- _Goal of the exercise_:
Rewrite the items below with "overcast sky" replaced by "cloudy sky", keeping everything else the same.

───── Given data

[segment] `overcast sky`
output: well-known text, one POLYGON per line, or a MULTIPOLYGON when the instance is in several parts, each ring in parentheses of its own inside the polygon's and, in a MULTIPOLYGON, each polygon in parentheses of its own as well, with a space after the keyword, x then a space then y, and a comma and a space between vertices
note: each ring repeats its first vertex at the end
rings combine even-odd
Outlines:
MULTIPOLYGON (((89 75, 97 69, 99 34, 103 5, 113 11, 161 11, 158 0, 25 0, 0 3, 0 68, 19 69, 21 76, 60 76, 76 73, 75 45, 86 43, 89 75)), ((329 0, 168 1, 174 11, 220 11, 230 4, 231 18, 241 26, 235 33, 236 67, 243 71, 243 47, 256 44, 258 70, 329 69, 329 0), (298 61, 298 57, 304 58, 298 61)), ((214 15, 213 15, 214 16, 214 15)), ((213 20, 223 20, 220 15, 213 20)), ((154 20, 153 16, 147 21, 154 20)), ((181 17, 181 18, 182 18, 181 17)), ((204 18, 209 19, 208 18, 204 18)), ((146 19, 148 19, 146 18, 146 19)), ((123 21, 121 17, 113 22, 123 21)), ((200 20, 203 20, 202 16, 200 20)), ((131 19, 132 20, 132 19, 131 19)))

──────────

- _Solution to this problem_:
[segment] `cloudy sky`
output: well-known text, one POLYGON per line, or a MULTIPOLYGON when the instance is in several parts, each ring in parentheses of its own inside the polygon's and, in a MULTIPOLYGON, each polygon in parentheses of its own as well, with a space after the keyword, x then a space then y, and a comma and a space between vertices
note: each ring repeats its first vertex at the end
rings combine even-odd
Outlines:
MULTIPOLYGON (((89 75, 97 69, 99 34, 103 5, 113 11, 161 11, 158 0, 25 0, 0 3, 0 68, 19 69, 21 76, 60 76, 76 73, 75 45, 86 43, 89 75)), ((329 0, 168 1, 174 11, 220 11, 230 4, 231 18, 241 26, 235 33, 236 67, 243 71, 243 47, 256 44, 258 70, 329 69, 329 0), (298 61, 298 57, 304 58, 298 61)), ((214 15, 213 15, 214 16, 214 15)), ((213 20, 223 20, 220 15, 213 20)), ((154 20, 153 16, 147 21, 154 20)), ((181 17, 181 18, 182 18, 181 17)), ((204 18, 209 19, 208 18, 204 18)), ((146 19, 148 19, 146 18, 146 19)), ((123 21, 121 17, 113 22, 123 21)), ((200 20, 203 20, 202 16, 200 20)), ((131 19, 132 20, 132 19, 131 19)))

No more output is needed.